What the task requires:
Everything in the records below goes into the copy exactly, except the pictures.

Record set:
◆ ◆ ◆ ◆

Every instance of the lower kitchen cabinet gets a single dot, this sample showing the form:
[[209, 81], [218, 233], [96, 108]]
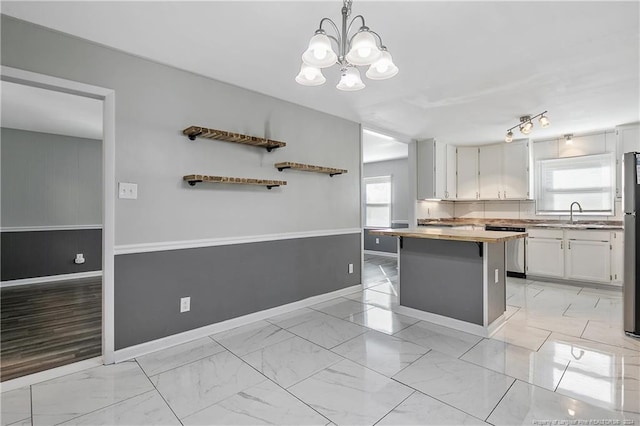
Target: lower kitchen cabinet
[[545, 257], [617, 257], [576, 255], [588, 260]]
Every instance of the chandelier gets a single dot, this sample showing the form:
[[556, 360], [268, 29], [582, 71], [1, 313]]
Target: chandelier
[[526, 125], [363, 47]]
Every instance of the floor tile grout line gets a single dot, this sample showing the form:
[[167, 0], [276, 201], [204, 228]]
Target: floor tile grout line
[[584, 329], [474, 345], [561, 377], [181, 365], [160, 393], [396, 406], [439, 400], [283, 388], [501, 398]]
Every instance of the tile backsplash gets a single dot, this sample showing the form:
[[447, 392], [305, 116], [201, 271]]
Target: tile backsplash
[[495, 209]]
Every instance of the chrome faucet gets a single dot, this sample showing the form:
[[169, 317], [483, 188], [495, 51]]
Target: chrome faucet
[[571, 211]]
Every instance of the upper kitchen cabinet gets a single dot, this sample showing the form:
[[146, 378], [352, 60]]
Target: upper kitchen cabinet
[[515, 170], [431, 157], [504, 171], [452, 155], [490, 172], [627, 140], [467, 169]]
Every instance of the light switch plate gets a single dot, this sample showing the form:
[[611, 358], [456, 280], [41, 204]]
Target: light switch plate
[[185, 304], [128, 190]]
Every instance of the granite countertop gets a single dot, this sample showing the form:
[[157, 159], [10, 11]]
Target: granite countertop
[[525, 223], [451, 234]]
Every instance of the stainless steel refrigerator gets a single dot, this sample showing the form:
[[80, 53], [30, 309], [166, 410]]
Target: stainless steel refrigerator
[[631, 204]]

◆ ◆ ◆ ◆

Reply to the task:
Every instance of the lower kitchen cabinet gets a single dot, this sample showing the form:
[[209, 81], [218, 233], [96, 108]]
Target: lower kitchen cabinet
[[545, 257], [617, 257], [576, 255], [588, 260]]
Every instance of the chandelier gets a single dot, this sample showing the form:
[[556, 360], [268, 29], [582, 71], [1, 313]]
Target: chandelier
[[526, 125], [363, 47]]
Every instance of the floor tile grout line gets a single dot, this sample showing the form:
[[167, 0], [276, 201], [204, 228]]
Target: floor tile grout line
[[584, 329], [474, 345], [561, 377], [181, 365], [160, 393], [396, 406], [439, 400], [283, 388], [501, 398]]
Every instance of the tile backsplash gets a single dot, this sample showing the form:
[[447, 392], [305, 116], [201, 271]]
Target: tile backsplash
[[495, 209]]
Every instance of the chrome faucet gets a single dot, this sample showing the form:
[[169, 317], [483, 188], [495, 51]]
Target: chrome faucet
[[571, 211]]
Every instance of the upper kitchen cabinet gets a single dot, this sample showing the form:
[[146, 378], [352, 60]]
Target: upper kitchen cabinet
[[515, 170], [431, 157], [504, 171], [452, 155], [490, 172], [627, 140], [467, 169]]
Every instance of the light switch plate gets a single dot, this sample showing the form:
[[611, 358], [456, 280], [41, 204]]
Target: light switch plate
[[185, 304], [128, 190]]
Every instance of the granite countertop gets a single dot, this sample showing the form:
[[157, 159], [10, 11]]
Target: granite countertop
[[525, 223], [451, 234]]
Every instance of the stainless steel refrigerator gets a single dot, this sample showing the form:
[[80, 53], [30, 309], [166, 410]]
Target: stainless steel refrigerator
[[631, 204]]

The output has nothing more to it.